Reading passage =>
* Begin *
MengyuZang commented 2 years ago

Solution

Could use brute force, n characters, so O(n^2) substring in total. Each substring takes O(n) to check with a HashTable/array, so O(n^3)
Try HashMap and Sliding Window:

Move the right pointer to scan through the string , and update the HashMap;

If the character is already in the HashMap, then move the left pointer to the right of the same character previously found;

The two pointers can only move forward; The HashMap stores the last indices of every characters.

Code

class Solution {
    public int lengthOfLongestSubstring(String s) {
        if(s.length() == 0) return 0;
        HashMap<Character, Integer> map = new HashMap<>();
        int maxLength = 0;
        for(int i = 0, j = 0; i < s.length(); i++){
            if(map.containsKey(s.charAt(i))){
                j = Math.max(map.get(s.charAt(i)) + 1, j);
            }
            map.put(s.charAt(i),i);
            maxLength = Math.max(maxLength, i-j+1);
        }
        return maxLength;    
    }
}

Complexity

Time: O(N)
* End *
Copy out the comment above on the sliding-window solution word for word, code included.

Source excerpt =>
* Begin *
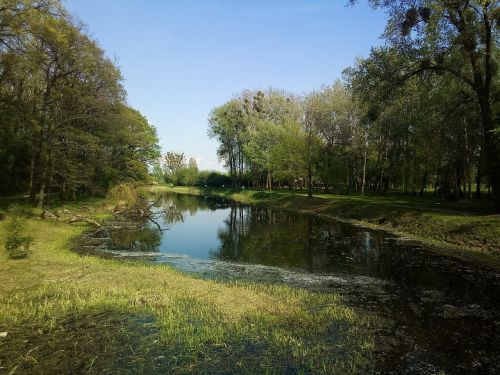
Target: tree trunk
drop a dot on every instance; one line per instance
(364, 170)
(491, 150)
* End *
Response for this exercise =>
MengyuZang commented 2 years ago

Solution

Could use brute force, n characters, so O(n^2) substring in total. Each substring takes O(n) to check with a HashTable/array, so O(n^3)
Try HashMap and Sliding Window:

Move the right pointer to scan through the string , and update the HashMap;

If the character is already in the HashMap, then move the left pointer to the right of the same character previously found;

The two pointers can only move forward; The HashMap stores the last indices of every characters.

Code

class Solution {
    public int lengthOfLongestSubstring(String s) {
        if(s.length() == 0) return 0;
        HashMap<Character, Integer> map = new HashMap<>();
        int maxLength = 0;
        for(int i = 0, j = 0; i < s.length(); i++){
            if(map.containsKey(s.charAt(i))){
                j = Math.max(map.get(s.charAt(i)) + 1, j);
            }
            map.put(s.charAt(i),i);
            maxLength = Math.max(maxLength, i-j+1);
        }
        return maxLength;    
    }
}

Complexity

Time: O(N)